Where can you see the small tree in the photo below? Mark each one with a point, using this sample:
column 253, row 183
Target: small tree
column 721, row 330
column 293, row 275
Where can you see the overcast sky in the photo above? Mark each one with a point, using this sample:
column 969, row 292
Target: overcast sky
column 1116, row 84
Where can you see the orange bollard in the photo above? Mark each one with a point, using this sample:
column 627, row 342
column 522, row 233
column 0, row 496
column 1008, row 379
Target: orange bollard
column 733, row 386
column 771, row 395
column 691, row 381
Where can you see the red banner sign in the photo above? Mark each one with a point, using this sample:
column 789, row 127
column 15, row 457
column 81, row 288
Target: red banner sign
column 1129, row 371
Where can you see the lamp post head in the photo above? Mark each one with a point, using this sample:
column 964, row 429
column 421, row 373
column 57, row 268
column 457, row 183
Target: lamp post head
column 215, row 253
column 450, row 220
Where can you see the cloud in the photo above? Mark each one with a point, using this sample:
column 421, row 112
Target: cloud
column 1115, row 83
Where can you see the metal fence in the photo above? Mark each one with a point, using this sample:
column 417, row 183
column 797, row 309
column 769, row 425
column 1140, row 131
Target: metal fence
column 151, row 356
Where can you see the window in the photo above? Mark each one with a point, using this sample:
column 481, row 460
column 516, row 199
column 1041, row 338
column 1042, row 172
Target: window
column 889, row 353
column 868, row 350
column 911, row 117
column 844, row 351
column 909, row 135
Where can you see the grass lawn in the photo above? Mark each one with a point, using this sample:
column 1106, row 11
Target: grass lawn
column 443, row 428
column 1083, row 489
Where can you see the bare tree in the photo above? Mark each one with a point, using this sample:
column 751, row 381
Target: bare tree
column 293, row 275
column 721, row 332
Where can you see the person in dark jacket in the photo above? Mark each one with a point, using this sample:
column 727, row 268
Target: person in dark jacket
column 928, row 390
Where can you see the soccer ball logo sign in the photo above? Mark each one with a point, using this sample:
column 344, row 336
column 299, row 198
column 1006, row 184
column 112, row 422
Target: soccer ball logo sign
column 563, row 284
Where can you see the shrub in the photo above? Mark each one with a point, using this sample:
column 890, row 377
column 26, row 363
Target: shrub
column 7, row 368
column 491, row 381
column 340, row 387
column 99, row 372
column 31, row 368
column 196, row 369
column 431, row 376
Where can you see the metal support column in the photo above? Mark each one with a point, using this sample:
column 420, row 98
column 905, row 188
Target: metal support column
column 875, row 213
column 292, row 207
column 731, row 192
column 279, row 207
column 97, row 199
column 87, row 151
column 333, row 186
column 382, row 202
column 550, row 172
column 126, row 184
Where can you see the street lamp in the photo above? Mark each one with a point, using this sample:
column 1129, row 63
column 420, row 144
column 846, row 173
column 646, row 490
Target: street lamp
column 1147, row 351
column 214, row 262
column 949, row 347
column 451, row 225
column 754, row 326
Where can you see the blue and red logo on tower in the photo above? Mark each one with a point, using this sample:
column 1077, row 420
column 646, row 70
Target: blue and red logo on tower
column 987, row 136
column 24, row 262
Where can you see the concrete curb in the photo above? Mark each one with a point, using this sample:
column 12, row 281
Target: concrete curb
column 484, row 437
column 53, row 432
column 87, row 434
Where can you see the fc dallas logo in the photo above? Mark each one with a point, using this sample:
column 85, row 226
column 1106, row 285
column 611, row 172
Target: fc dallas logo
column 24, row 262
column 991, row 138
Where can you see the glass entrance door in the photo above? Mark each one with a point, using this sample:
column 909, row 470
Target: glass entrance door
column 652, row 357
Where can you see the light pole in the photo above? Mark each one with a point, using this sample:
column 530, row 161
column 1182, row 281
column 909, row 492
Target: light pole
# # # # #
Express every line of the listing above as a JSON list of strings, one string per line, with blank lines omitted.

Solution:
[
  "Where can you see the small tree in the photo below? Mark each one with a point, using this sample:",
  "column 253, row 183",
  "Target: small tree",
  "column 721, row 330",
  "column 293, row 275",
  "Where can you see the overcast sky in the photo above? Mark each one with a point, using this sample:",
  "column 969, row 292",
  "Target: overcast sky",
  "column 1116, row 84",
  "Where can you see the orange bollard in the photo above? Mark each one with a point, using this sample:",
  "column 627, row 342",
  "column 522, row 233",
  "column 0, row 496",
  "column 1008, row 379",
  "Target: orange bollard",
  "column 733, row 386",
  "column 771, row 395",
  "column 691, row 381",
  "Where can you see the red banner sign in the photo above? Mark each one with a point, using this sample:",
  "column 789, row 127",
  "column 15, row 457",
  "column 81, row 288",
  "Target: red banner sign",
  "column 1129, row 371",
  "Where can you see the lamp post head in the photo above? Mark each one with a point, using this sample:",
  "column 964, row 429",
  "column 421, row 373",
  "column 57, row 268",
  "column 457, row 183",
  "Target: lamp post head",
  "column 215, row 253",
  "column 450, row 220",
  "Where can you see the cloud in the photo above? Mark each one with a point, using this sample:",
  "column 421, row 112",
  "Target: cloud",
  "column 1115, row 83",
  "Where can you see the metal fence in the photo above? Mark each one with a point, using this sample:",
  "column 417, row 183",
  "column 797, row 309",
  "column 769, row 425",
  "column 1140, row 131",
  "Target: metal fence",
  "column 151, row 356",
  "Where can you see the window in the photo above? Mark each one with a point, using this sample:",
  "column 481, row 460",
  "column 516, row 199",
  "column 1041, row 338",
  "column 1042, row 172",
  "Target: window",
  "column 889, row 353",
  "column 868, row 350",
  "column 911, row 117",
  "column 844, row 351",
  "column 909, row 135",
  "Where can you see the grass lawn in the photo above? Mark each one with a point, using this sample:",
  "column 1106, row 11",
  "Target: grass lawn",
  "column 443, row 428",
  "column 1083, row 489",
  "Where can you see the bare tree in the photo above? Mark each one with a point, using this sample:",
  "column 751, row 381",
  "Target: bare tree",
  "column 293, row 275",
  "column 721, row 332",
  "Where can you see the person in dark jacket in the photo above? Mark each one with a point, using this sample:",
  "column 727, row 268",
  "Target: person in dark jacket",
  "column 928, row 390",
  "Where can you see the soccer ball logo sign in the photo above? Mark each one with a point, using this sample:",
  "column 344, row 336",
  "column 299, row 198",
  "column 1006, row 184",
  "column 112, row 422",
  "Target: soccer ball logo sign",
  "column 563, row 284",
  "Where can you see the shrub in the photo above? Mark each one with a point, using this sample:",
  "column 890, row 377",
  "column 26, row 363",
  "Target: shrub",
  "column 7, row 368",
  "column 491, row 381",
  "column 340, row 387",
  "column 99, row 372",
  "column 31, row 368",
  "column 196, row 369",
  "column 431, row 376",
  "Where can you see the metal support column in the photo above? Mark each one with a point, using this sample:",
  "column 420, row 98",
  "column 905, row 188",
  "Target: metal support column",
  "column 875, row 213",
  "column 292, row 207",
  "column 731, row 192",
  "column 279, row 207",
  "column 97, row 199",
  "column 87, row 151",
  "column 333, row 186",
  "column 382, row 202",
  "column 550, row 172",
  "column 126, row 184",
  "Where can you see the street lamp in the photo above? Mark each one with a point, using this sample:",
  "column 1129, row 63",
  "column 420, row 144",
  "column 846, row 173",
  "column 646, row 490",
  "Target: street lamp",
  "column 1147, row 351",
  "column 214, row 262",
  "column 949, row 347",
  "column 451, row 225",
  "column 754, row 326",
  "Where can you see the blue and red logo on tower in the photo above? Mark each one with a point, using this sample:",
  "column 1077, row 420",
  "column 646, row 70",
  "Target: blue and red logo on tower",
  "column 987, row 136",
  "column 24, row 262",
  "Where can you see the concrete curb in the photo above? Mark each one with a point, using this sample:",
  "column 12, row 281",
  "Target: concrete curb",
  "column 484, row 437",
  "column 53, row 432",
  "column 87, row 434",
  "Where can you see the fc dallas logo in the photo above? Mark each one with a point, using this sample:",
  "column 85, row 226",
  "column 1106, row 285",
  "column 611, row 172",
  "Target: fc dallas logo",
  "column 24, row 262",
  "column 991, row 138",
  "Where can you see the glass entrance door in the photo above? Mark each one with a point, using this sample:",
  "column 909, row 470",
  "Target: glass entrance door",
  "column 652, row 357",
  "Where can you see the light pole in the photo above? Mark each one with a point, using this sample:",
  "column 530, row 161",
  "column 1182, row 281",
  "column 909, row 492",
  "Target: light pole"
]